▶ Goal of the exercise:
Copy the following lines word for word, leaving nothing out.

[Records for identifying positions]
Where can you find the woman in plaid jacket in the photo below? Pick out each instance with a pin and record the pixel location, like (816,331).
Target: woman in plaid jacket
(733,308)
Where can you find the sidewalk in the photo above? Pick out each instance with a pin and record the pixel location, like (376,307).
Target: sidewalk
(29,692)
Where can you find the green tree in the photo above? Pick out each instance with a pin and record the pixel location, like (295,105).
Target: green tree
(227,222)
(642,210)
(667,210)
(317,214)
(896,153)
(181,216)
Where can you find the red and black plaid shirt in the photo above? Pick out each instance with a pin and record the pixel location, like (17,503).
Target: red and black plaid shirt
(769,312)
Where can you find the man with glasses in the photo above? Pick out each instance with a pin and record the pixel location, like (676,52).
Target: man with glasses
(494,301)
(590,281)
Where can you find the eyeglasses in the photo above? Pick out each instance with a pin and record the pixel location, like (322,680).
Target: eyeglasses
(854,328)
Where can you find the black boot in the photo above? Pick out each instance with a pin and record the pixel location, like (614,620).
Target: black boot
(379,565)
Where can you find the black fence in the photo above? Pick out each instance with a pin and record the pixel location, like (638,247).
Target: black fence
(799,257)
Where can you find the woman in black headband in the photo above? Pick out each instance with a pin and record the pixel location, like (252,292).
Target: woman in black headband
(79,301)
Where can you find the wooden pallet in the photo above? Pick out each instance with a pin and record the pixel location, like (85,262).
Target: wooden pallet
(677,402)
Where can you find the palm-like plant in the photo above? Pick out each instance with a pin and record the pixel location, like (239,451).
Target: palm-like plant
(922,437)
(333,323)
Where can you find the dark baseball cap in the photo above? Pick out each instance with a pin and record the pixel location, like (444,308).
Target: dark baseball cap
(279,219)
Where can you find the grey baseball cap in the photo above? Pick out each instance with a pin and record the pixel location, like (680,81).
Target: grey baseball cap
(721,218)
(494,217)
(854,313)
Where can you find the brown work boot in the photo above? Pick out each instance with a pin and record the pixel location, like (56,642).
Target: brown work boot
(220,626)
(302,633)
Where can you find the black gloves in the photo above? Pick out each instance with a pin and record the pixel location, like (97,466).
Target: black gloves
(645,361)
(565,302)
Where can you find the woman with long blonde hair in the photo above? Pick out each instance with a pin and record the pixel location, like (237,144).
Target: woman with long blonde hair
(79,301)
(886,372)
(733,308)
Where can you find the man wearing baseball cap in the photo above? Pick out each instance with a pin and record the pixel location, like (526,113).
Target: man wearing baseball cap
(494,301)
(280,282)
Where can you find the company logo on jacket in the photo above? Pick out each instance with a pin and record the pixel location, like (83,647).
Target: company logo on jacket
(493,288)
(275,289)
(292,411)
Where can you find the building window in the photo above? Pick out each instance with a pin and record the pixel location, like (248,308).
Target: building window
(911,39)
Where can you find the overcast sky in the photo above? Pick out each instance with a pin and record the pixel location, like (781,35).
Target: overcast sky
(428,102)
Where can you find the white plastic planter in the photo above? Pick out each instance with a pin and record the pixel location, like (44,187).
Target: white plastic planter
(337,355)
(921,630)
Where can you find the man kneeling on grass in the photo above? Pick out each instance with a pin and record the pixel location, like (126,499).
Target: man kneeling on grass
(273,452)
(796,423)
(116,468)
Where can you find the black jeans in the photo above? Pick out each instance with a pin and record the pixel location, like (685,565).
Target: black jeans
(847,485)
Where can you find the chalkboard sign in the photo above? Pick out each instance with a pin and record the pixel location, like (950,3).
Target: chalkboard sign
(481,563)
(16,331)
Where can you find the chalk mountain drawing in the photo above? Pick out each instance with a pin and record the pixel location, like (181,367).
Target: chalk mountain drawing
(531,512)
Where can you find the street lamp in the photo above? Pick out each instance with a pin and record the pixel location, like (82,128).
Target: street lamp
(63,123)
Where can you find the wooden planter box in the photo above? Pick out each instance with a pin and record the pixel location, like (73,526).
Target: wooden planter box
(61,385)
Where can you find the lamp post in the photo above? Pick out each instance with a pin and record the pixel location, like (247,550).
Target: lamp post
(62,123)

▶ Task solution:
Where can you find the woman in plaid jacket in the photo below? Pick out each instance with a pin and record the pixel location, like (816,331).
Target: woman in plaid jacket
(733,308)
Where can you find the sidewalk in the photo above? Pick out each instance with a pin and record the pixel location, like (376,307).
Target: sidewalk
(29,692)
Where can you find the green tree in the photo above? Pick out each instance with a pin and record the pixel location, like (295,105).
Target: green tree
(227,222)
(642,210)
(667,210)
(317,214)
(896,153)
(181,216)
Where can you find the red and black plaid shirt in the photo above? Pick out each instance with a pin and record the pixel location, like (17,503).
Target: red and black plaid shirt
(769,312)
Where can you find the man with glasses in the photo above? Pick out each instance with a pin and record the pixel location, like (676,52).
Target: man with glasses
(494,301)
(590,281)
Where can you find the eyeglasses in the photo above? Pick out each instance with a pin and record the pixel location, like (322,680).
Target: eyeglasses
(854,328)
Where can you find the black boot in the photo above? Pick out each instance with a pin and record the pixel location, like (614,620).
Target: black boot
(379,565)
Where can you find the black fence in the photo above? Pick out each instance with a pin and record the pixel location, like (638,247).
Target: black fence
(799,257)
Where can you find the woman in black headband in the photo above? Pick out each instance with a pin and record the pixel location, like (252,292).
Target: woman in black headband
(79,301)
Where can you find the wooden pallet in the photo above? Pick out each instance with a pin and record the pixel location, like (85,262).
Target: wooden pallet
(677,402)
Where can you find the palm-like plant in the photo above? Pick out each instance with a pin and record the pixel location, like (239,451).
Target: palm-like plant
(922,437)
(333,323)
Where can you find the dark baseball cap in the photo above? Pick out each instance with a pin and record the pixel location, like (444,308).
Target: dark baseball cap
(279,219)
Where can you find the grey baseball cap in the photo above? Pick out each instance with a pin and record the pixel location, like (680,81).
Target: grey baseball cap
(721,218)
(494,217)
(854,313)
Where can you find the brown work boot in the photo above? Pick out each instance with a pin and record the pixel location, like (56,642).
Target: brown work boot
(220,626)
(302,633)
Where can you find the black gloves in the photo above? Pick out each instance with a pin and record the pixel location, like (97,466).
Target: black gloves
(645,361)
(565,302)
Where can you find the woman with long blonde hair in the photo above? Pick out each instance with a pin and record the pixel location, like (237,144).
Target: woman with long blonde hair
(79,301)
(886,372)
(733,308)
Where can you find the man wearing baseball cap in the photo above? Pick out each instance with a pin and record the pixel location, like (526,113).
Target: man wearing baseball cap
(494,301)
(280,282)
Where can you find the company logo on jacket in the photo above? Pick out each instance with a pin and record the pixel location, like (83,647).
Target: company logo on jacket
(493,288)
(275,289)
(292,411)
Where can you find the building window in the photo above? Pick out each instance with a pin and record the pixel location, like (248,308).
Target: building window
(911,39)
Where can you find the overcast sky in the photo above? Pick out each instance with a pin and record the pixel location, like (781,35).
Target: overcast sky
(428,102)
Where can you find the white plastic planter in the photo above? Pick out each instance with a pin and record the pixel location, like (44,187).
Target: white plastic planter
(337,355)
(921,630)
Where can you find the man kneeling on grass in the photo above? Pick out each instance with a pin and record the pixel location, like (126,499).
Target: man kneeling on grass
(273,452)
(796,423)
(116,468)
Where can you find the black jeans in the photo above? Pick out each instance with a pin and record the pixel location, like (685,565).
Target: black jeans
(847,485)
Where can you find the chalkboard sign in the photo above? Pick out each instance with a pin and record the pixel location, like (950,3).
Target: chalkboard sign
(481,563)
(16,331)
Where can you find the chalk mountain drawing in the photo above? Pick out each instance with a pin and record the pixel location, like (181,367).
Target: chalk mountain drawing
(531,512)
Where can you find the street lamp in the photo above? Pick out each instance with a pin and record the pixel location, like (82,128).
Target: street lamp
(63,123)
Where can you find the wooden planter box in the photo above? Pick out each instance with a pin and record the pixel location, like (73,526).
Target: wooden planter box
(61,385)
Where can you find the lamp post in the photo above? Pick out each instance with a pin and record the pixel location, like (247,550).
Target: lamp post
(62,123)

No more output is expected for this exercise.